### Written task 1
What does the passage on sealing declare the seal to be?
### Written task 2
Rewrite the passage on sealing from "The use of the" to "promise or agreement.", substituting "deed" for "document" wherever it occurs.

### Text segment
* * * * *
THE expression, "sealed unto the day of deliverance," carries with it the idea that at an appointed day all of the sealed ones will be delivered. And the Apostle further emphasizes this thought when he speaks of the sealing as an earnest or pledge of our inheritance until the day of deliverance. The seal which thus marks all of those worthy of deliverance is here declared to be "the holy spirit of God." It is elsewhere called the spirit of Christ, because in Christ the spirit of God dwelt richly and without measure (`Col. 1:19`; `2:9`; `John 3:34`); and whom God did foreknow as heirs of his exceeding great and precious promises, he also did predestinate to be conformed to the image of his Son.--`Rom. 8:29`.

The use of the term "sealed" in this connection is very significant when we consider the importance of the seal, which has been in use from remote antiquity. A seal is an authoritative impression affixed to an important document. When affixed by the originator of the document it testifies to its genuineness, and to the deliberation with which it has been executed. When affixed according to legal requirement, it not only thus authenticates, but it also ratifies, confirms and declares the document legal; and thus it becomes the pledge or assurance of its fulfilment. Hence, any act or other instrumentality which legally confirms or ratifies a statement, promise or agreement may properly be called a seal to such statement, promise or agreement.
* * * * *
### Given information
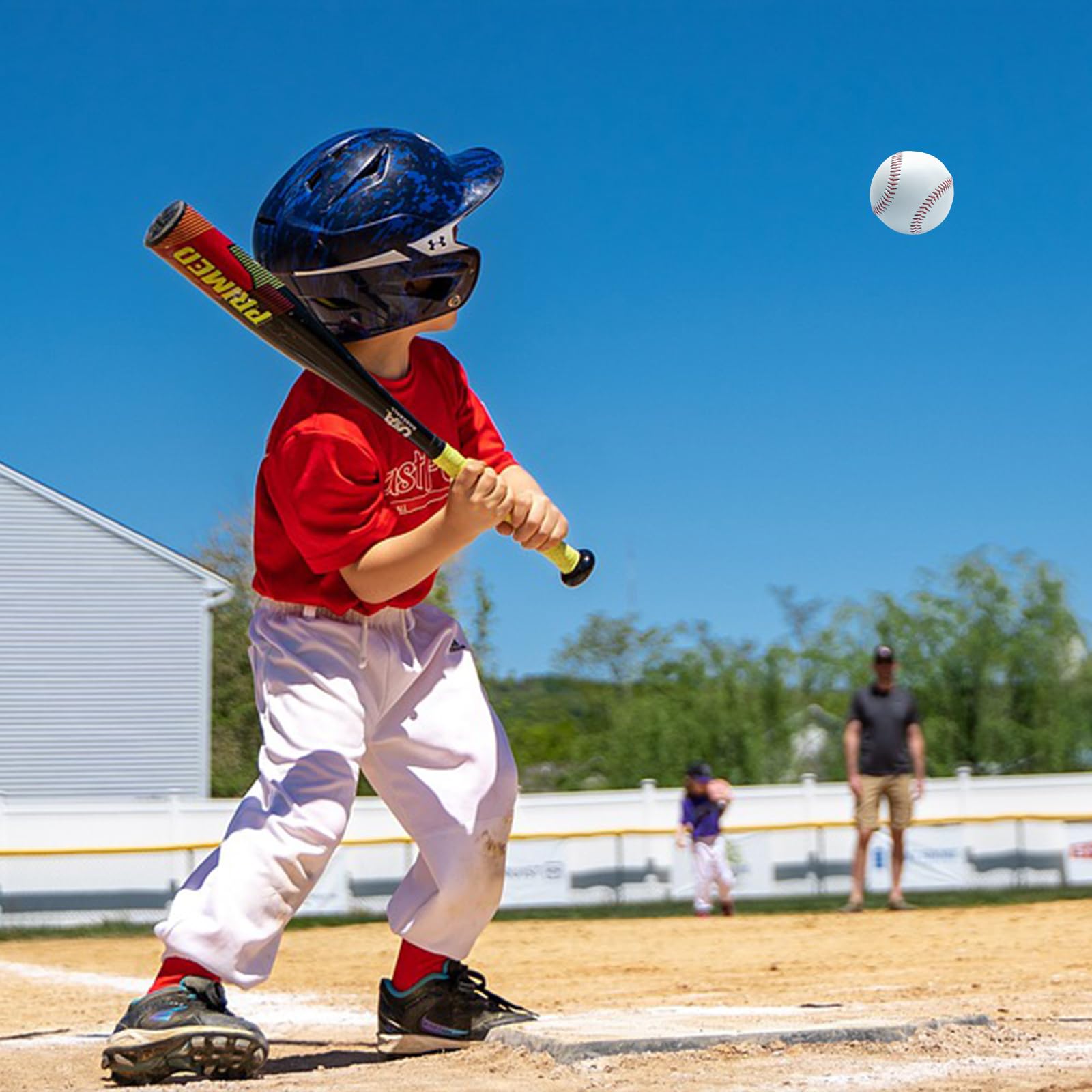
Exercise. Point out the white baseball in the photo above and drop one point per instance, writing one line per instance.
(911, 192)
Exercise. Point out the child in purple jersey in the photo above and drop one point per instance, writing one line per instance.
(704, 801)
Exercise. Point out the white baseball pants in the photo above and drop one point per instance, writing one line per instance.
(398, 697)
(711, 866)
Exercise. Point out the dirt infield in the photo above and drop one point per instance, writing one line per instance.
(1028, 968)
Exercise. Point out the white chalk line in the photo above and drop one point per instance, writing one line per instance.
(276, 1013)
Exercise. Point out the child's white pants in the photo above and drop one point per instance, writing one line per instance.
(399, 698)
(710, 866)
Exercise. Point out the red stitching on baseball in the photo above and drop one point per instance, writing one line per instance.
(893, 185)
(919, 220)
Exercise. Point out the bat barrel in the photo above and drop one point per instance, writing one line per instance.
(164, 224)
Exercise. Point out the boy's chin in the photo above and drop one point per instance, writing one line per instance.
(437, 326)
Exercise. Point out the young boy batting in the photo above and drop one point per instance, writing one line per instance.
(353, 672)
(704, 801)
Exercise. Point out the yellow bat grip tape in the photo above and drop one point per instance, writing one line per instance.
(564, 556)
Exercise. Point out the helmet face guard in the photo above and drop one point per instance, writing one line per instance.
(363, 229)
(360, 304)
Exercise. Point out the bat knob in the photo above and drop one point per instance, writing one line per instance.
(576, 577)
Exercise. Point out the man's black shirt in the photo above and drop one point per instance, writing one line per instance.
(885, 718)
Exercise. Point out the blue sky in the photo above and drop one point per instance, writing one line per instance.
(689, 325)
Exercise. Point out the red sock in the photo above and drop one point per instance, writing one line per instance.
(174, 970)
(413, 964)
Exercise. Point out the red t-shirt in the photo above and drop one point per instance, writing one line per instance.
(336, 480)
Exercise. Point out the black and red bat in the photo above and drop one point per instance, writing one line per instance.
(248, 292)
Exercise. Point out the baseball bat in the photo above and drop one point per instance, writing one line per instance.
(250, 294)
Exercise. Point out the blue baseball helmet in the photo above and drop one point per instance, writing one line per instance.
(363, 229)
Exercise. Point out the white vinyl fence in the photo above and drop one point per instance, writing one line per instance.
(87, 861)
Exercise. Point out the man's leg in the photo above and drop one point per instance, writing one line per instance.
(867, 816)
(900, 802)
(860, 862)
(897, 859)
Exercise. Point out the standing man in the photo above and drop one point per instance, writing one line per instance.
(882, 741)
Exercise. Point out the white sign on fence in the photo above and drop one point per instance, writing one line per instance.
(936, 860)
(1079, 853)
(536, 874)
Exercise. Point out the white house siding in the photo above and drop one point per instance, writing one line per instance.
(105, 644)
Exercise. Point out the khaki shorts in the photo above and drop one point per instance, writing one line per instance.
(900, 802)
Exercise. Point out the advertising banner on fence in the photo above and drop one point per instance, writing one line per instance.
(936, 860)
(1079, 853)
(536, 874)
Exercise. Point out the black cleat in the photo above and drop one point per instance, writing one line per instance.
(445, 1011)
(184, 1029)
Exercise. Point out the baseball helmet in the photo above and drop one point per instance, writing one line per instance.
(363, 229)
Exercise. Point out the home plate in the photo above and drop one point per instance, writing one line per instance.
(575, 1037)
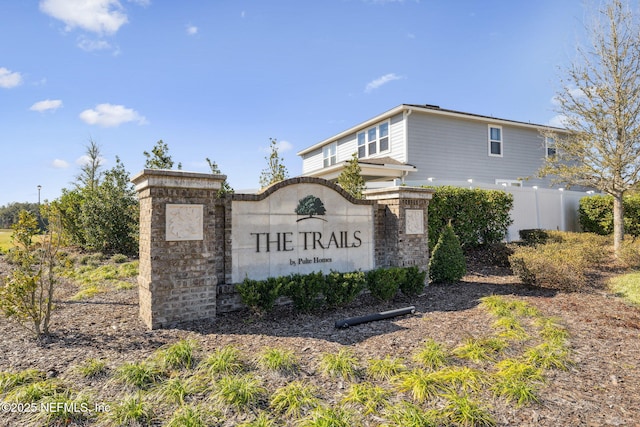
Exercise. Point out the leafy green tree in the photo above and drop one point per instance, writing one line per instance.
(225, 187)
(110, 214)
(275, 170)
(447, 263)
(26, 294)
(90, 173)
(600, 105)
(350, 179)
(310, 205)
(159, 158)
(68, 208)
(9, 213)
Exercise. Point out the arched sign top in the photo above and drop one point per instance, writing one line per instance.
(268, 191)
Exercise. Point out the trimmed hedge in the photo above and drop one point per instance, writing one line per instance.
(313, 291)
(563, 263)
(596, 214)
(447, 263)
(477, 216)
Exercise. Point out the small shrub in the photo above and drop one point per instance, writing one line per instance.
(552, 266)
(119, 258)
(9, 380)
(225, 360)
(384, 283)
(370, 397)
(534, 236)
(420, 384)
(259, 295)
(432, 355)
(262, 420)
(406, 414)
(385, 369)
(92, 368)
(629, 254)
(305, 291)
(275, 359)
(294, 399)
(139, 374)
(327, 416)
(342, 365)
(179, 355)
(188, 416)
(131, 410)
(242, 392)
(447, 263)
(480, 350)
(343, 288)
(66, 412)
(462, 410)
(414, 281)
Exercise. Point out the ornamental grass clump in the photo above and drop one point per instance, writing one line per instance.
(447, 263)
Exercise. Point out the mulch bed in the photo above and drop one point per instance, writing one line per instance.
(603, 388)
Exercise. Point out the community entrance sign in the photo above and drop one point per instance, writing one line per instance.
(300, 229)
(196, 245)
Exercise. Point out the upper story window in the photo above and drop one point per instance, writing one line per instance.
(373, 140)
(495, 141)
(329, 154)
(550, 146)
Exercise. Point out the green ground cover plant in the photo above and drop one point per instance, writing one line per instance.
(430, 384)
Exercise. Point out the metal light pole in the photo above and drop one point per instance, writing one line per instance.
(39, 216)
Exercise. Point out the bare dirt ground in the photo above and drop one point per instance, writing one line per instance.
(602, 388)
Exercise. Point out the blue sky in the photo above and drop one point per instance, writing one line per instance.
(219, 78)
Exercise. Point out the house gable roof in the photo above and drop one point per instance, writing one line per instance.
(427, 109)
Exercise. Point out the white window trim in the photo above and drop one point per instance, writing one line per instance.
(328, 149)
(509, 182)
(366, 142)
(547, 146)
(489, 141)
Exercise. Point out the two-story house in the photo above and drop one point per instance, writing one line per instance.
(429, 145)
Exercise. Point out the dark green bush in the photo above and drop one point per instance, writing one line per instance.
(596, 214)
(477, 216)
(305, 291)
(343, 288)
(414, 281)
(533, 236)
(563, 262)
(260, 295)
(383, 283)
(447, 263)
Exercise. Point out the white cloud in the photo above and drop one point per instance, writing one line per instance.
(47, 104)
(558, 121)
(108, 115)
(98, 16)
(284, 146)
(86, 160)
(60, 164)
(91, 45)
(376, 83)
(9, 79)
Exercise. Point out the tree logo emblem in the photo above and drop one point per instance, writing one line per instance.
(310, 205)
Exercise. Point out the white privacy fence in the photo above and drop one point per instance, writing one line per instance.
(545, 208)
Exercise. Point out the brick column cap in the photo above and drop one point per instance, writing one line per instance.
(399, 192)
(177, 179)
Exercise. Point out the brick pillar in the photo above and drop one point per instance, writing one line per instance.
(179, 245)
(401, 226)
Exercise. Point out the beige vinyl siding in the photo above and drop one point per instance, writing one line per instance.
(312, 161)
(453, 149)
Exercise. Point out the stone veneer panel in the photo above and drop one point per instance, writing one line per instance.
* * * * *
### Worked solution 1
The holy spirit of God.

### Worked solution 2
The use of the term "sealed" in this connection is very significant when we consider the importance of the seal, which has been in use from remote antiquity. A seal is an authoritative impression affixed to an important deed. When affixed by the originator of the deed it testifies to its genuineness, and to the deliberation with which it has been executed. When affixed according to legal requirement, it not only thus authenticates, but it also ratifies, confirms and declares the deed legal; and thus it becomes the pledge or assurance of its fulfilment. Hence, any act or other instrumentality which legally confirms or ratifies a statement, promise or agreement may properly be called a seal to such statement, promise or agreement.